[Opening Dataset section]

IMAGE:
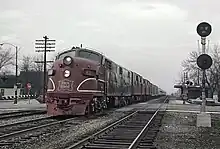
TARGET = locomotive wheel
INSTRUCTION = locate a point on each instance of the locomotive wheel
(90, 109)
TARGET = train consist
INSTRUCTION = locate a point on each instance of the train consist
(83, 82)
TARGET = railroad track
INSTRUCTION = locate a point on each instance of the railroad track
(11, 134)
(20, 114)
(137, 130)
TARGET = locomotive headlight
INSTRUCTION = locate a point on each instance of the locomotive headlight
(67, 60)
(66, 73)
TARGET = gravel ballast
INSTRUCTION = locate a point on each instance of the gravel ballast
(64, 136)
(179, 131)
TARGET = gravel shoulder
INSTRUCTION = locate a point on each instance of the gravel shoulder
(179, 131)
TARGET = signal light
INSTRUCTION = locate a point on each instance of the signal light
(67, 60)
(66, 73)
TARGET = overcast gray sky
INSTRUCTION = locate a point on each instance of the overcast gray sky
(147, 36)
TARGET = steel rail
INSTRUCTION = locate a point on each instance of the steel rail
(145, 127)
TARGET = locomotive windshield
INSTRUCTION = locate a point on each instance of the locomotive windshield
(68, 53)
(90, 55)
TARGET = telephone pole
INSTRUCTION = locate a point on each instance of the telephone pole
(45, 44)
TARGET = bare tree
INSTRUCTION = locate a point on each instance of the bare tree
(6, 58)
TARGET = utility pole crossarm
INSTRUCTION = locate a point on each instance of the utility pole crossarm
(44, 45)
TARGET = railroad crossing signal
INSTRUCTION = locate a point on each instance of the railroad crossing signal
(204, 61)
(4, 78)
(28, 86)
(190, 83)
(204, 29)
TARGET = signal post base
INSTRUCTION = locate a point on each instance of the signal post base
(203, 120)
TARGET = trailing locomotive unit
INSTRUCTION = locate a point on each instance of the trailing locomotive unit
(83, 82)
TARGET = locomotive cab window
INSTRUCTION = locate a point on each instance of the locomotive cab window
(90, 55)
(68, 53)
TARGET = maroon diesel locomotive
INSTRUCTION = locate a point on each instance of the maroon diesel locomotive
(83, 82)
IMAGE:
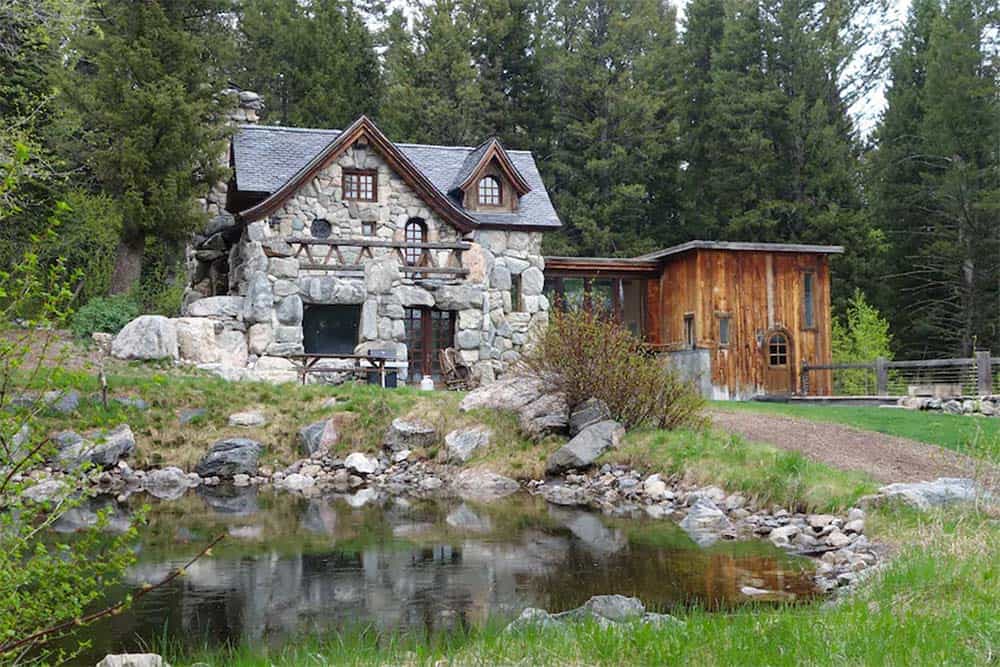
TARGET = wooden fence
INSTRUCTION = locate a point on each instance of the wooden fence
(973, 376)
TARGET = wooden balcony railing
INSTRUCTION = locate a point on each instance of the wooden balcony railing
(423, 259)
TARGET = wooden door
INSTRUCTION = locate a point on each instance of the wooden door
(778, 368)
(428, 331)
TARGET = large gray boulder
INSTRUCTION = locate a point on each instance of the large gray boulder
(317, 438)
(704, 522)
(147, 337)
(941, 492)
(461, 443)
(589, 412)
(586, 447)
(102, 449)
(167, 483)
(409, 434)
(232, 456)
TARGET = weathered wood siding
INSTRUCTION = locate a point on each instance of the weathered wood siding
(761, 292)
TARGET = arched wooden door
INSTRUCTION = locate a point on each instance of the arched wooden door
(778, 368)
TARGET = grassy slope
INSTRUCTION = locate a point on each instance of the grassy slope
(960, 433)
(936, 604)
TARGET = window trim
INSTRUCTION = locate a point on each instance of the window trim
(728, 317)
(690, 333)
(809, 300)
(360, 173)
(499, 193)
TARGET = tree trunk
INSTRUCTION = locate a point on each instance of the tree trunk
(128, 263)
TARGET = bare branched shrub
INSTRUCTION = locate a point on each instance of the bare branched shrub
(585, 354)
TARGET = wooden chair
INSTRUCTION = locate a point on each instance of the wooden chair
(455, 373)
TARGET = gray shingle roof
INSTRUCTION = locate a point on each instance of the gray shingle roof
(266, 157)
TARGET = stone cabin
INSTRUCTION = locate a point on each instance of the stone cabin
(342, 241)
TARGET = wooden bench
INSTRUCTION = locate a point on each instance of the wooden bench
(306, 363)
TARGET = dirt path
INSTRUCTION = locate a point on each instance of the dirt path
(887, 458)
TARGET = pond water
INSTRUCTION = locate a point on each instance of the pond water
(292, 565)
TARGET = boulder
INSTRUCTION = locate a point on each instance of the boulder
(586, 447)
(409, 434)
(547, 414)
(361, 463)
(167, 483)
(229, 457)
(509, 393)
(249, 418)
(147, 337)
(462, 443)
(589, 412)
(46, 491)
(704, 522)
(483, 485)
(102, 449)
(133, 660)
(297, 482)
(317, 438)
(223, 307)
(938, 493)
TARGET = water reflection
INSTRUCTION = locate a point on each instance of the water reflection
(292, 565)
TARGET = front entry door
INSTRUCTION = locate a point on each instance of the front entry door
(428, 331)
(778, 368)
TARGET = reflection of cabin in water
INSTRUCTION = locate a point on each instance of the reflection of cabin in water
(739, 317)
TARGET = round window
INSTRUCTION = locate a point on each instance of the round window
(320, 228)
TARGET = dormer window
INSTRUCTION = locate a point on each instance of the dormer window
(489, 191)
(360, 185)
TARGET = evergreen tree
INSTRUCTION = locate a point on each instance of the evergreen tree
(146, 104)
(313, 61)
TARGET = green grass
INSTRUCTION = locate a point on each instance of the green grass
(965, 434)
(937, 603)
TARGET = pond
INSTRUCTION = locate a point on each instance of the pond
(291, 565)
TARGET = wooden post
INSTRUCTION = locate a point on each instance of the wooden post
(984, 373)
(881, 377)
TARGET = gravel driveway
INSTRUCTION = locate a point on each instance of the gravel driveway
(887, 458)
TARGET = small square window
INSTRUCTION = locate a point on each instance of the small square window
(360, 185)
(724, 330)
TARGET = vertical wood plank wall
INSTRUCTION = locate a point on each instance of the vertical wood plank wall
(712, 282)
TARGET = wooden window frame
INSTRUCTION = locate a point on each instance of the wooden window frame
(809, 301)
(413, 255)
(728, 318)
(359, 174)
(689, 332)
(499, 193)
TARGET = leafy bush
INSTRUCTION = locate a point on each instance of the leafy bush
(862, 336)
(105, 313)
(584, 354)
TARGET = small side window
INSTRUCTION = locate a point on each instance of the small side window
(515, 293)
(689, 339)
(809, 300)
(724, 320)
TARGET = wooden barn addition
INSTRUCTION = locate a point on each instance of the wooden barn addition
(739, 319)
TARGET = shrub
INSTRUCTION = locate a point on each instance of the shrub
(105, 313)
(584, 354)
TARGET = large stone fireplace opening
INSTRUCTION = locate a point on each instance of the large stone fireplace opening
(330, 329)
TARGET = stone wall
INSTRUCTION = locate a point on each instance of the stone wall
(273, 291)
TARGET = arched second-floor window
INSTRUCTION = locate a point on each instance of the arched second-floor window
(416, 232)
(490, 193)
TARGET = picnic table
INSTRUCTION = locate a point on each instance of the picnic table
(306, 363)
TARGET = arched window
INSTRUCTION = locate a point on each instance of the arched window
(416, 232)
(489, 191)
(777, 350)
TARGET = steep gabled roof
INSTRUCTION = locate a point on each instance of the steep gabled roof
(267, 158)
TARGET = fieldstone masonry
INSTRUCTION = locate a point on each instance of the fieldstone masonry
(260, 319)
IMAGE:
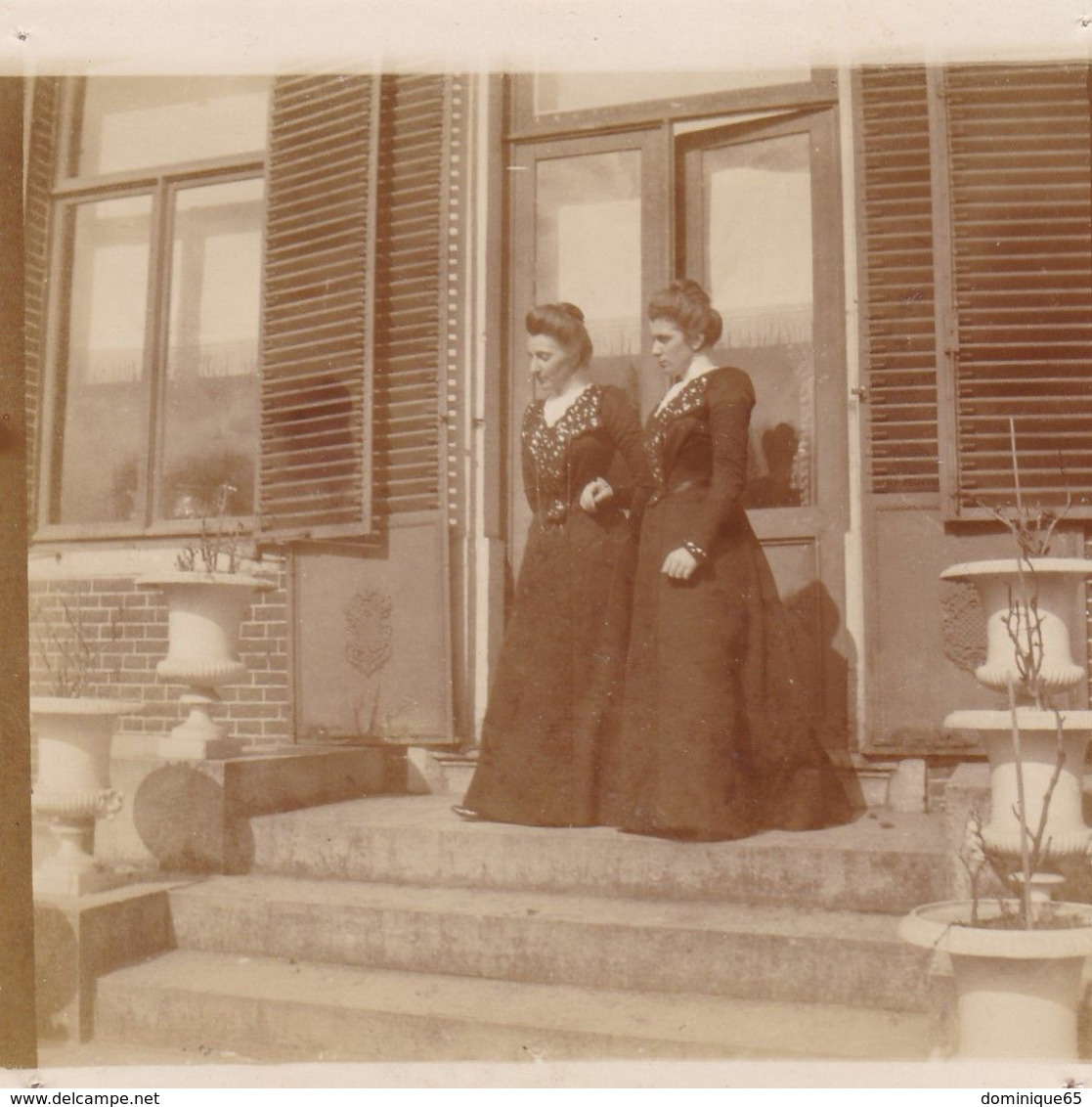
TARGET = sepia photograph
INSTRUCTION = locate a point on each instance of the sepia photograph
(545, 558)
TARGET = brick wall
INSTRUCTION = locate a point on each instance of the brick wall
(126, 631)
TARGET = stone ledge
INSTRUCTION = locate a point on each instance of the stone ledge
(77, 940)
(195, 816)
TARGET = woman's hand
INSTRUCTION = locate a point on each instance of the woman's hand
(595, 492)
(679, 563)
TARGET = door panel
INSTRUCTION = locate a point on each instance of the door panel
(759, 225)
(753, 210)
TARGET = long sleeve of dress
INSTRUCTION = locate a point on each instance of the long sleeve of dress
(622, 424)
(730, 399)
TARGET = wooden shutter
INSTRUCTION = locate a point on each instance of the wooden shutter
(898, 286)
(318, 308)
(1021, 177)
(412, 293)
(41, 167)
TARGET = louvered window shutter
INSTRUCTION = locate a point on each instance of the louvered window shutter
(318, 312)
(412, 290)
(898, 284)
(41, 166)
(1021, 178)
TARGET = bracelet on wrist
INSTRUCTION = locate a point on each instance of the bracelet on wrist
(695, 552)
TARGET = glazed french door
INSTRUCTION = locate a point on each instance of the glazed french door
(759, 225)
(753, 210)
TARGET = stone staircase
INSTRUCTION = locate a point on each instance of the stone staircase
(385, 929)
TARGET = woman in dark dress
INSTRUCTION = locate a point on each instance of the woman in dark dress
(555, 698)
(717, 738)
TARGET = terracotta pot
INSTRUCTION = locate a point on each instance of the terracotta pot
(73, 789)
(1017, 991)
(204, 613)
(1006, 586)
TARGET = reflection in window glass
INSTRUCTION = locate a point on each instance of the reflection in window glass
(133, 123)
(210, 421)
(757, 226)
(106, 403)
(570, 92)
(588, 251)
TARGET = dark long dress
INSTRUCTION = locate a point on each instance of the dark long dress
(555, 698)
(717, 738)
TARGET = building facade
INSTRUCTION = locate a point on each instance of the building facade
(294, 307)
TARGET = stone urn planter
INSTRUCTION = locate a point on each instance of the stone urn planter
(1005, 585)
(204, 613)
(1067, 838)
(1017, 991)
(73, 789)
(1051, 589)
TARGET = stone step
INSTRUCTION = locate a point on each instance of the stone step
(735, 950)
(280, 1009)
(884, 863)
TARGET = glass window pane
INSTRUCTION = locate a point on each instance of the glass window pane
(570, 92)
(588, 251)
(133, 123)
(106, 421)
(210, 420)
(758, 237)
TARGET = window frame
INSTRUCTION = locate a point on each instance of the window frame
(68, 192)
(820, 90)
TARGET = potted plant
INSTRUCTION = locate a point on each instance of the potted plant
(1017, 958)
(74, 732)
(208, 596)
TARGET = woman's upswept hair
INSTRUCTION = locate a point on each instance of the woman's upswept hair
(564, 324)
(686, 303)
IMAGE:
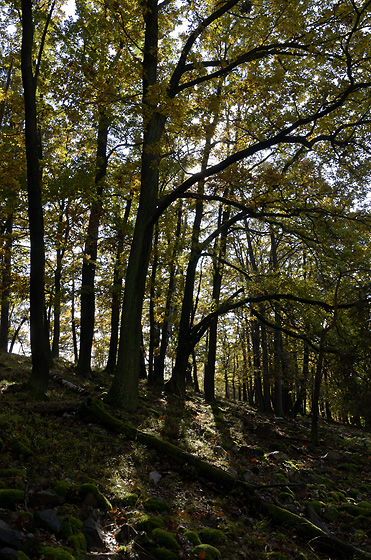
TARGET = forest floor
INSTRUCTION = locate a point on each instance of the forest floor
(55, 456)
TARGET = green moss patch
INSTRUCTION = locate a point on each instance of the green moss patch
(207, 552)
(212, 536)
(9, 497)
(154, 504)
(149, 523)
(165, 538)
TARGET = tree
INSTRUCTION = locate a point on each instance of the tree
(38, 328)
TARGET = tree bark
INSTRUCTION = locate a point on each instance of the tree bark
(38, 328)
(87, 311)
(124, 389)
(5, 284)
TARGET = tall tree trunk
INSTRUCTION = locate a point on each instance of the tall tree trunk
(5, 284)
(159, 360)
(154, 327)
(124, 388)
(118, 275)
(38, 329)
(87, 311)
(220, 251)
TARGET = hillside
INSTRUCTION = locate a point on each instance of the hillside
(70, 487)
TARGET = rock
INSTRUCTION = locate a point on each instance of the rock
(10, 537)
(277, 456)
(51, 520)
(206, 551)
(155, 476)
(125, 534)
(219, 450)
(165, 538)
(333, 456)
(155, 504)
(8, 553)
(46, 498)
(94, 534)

[Closing Dataset section]

Pictures do not belong in the answer. Return the lines above starting at the one with "INSTRUCTION = locate a point on each instance of the utility" and ending at the one with "TARGET = large gray boulder", both kept, exactly.

__Output of the exercise__.
INSTRUCTION = locate a point on each instance of the utility pole crossarm
(44, 45)
TARGET = railroad crossing signal
INSTRUCTION = locate a point on each instance of the railroad crossing signal
(204, 61)
(4, 78)
(28, 86)
(190, 83)
(204, 29)
TARGET = signal post base
INSTRUCTION = locate a point on each instance of the signal post base
(203, 120)
TARGET = trailing locomotive unit
INSTRUCTION = locate a point on each instance of the trailing locomotive unit
(83, 82)
TARGET = locomotive cab window
INSTRUCTION = locate a point on each instance of the locomotive cab window
(90, 55)
(68, 53)
TARGET = maroon diesel locomotive
INSTRUCTION = locate a point on each instance of the maroon diesel locomotive
(83, 82)
IMAGE:
TARGET = wooden fence
INSTRUCTION = locate a point on each instance of the wooden fence
(973, 376)
TARGET = wooden balcony railing
INSTRUCTION = locate a point on each instance of the wooden balcony railing
(423, 259)
TARGET = wooden door
INSTRUCTION = locate a point on each instance of the wooden door
(778, 368)
(428, 331)
TARGET = large gray boulder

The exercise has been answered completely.